## SUPPLIED DATA
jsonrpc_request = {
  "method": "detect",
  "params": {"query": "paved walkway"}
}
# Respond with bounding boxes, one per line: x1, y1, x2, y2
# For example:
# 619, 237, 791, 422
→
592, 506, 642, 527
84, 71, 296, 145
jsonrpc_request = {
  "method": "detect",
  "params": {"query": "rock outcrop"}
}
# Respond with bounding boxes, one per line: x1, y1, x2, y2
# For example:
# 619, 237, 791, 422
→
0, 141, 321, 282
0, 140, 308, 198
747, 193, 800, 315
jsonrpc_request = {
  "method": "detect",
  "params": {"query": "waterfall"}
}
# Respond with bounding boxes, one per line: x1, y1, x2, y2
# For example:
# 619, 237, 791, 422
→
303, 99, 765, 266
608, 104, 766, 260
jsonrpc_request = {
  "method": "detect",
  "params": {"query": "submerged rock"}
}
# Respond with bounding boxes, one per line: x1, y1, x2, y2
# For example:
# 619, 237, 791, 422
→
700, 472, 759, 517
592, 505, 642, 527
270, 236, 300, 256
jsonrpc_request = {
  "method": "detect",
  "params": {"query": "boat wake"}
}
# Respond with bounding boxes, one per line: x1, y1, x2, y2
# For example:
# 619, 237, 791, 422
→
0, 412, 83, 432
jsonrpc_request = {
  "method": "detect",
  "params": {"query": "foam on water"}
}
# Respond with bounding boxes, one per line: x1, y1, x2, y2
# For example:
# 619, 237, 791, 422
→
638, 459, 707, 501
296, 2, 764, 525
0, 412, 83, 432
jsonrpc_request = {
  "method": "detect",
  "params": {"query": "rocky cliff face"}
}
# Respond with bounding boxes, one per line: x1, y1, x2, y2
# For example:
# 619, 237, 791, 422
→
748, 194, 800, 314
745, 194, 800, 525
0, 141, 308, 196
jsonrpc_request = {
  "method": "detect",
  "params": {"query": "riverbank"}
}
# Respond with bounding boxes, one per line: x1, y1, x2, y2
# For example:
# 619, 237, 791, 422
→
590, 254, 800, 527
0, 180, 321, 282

## EXERCISE DETAILS
Copy out the listing word for word, from its first line through the line containing "270, 236, 300, 256", with both of those lines included.

## SOLUTION
jsonrpc_request = {
  "method": "detect",
  "params": {"query": "paved walkway"}
}
# Respond with bounding boxes, one per line: x1, y1, x2, y2
# For example:
# 619, 237, 791, 422
→
592, 506, 642, 527
84, 71, 296, 145
jsonrpc_request = {
  "method": "detect",
  "params": {"query": "rock outcrop"}
}
# Respond with bounding boxes, one per line: x1, y1, x2, y2
# For example:
# 619, 237, 791, 422
→
0, 141, 321, 282
0, 140, 308, 198
747, 193, 800, 315
jsonrpc_request = {
  "method": "detect",
  "params": {"query": "waterfall"}
}
# Respond with bounding boxes, one per line: x1, y1, x2, y2
# For example:
# 619, 237, 791, 422
→
303, 99, 765, 266
608, 104, 766, 260
jsonrpc_request = {
  "method": "detect",
  "params": {"query": "submerged rock"}
}
# Respond with bounding boxes, one per line: x1, y1, x2, y2
# For example:
# 619, 237, 791, 422
→
700, 472, 759, 517
592, 505, 642, 527
270, 236, 300, 256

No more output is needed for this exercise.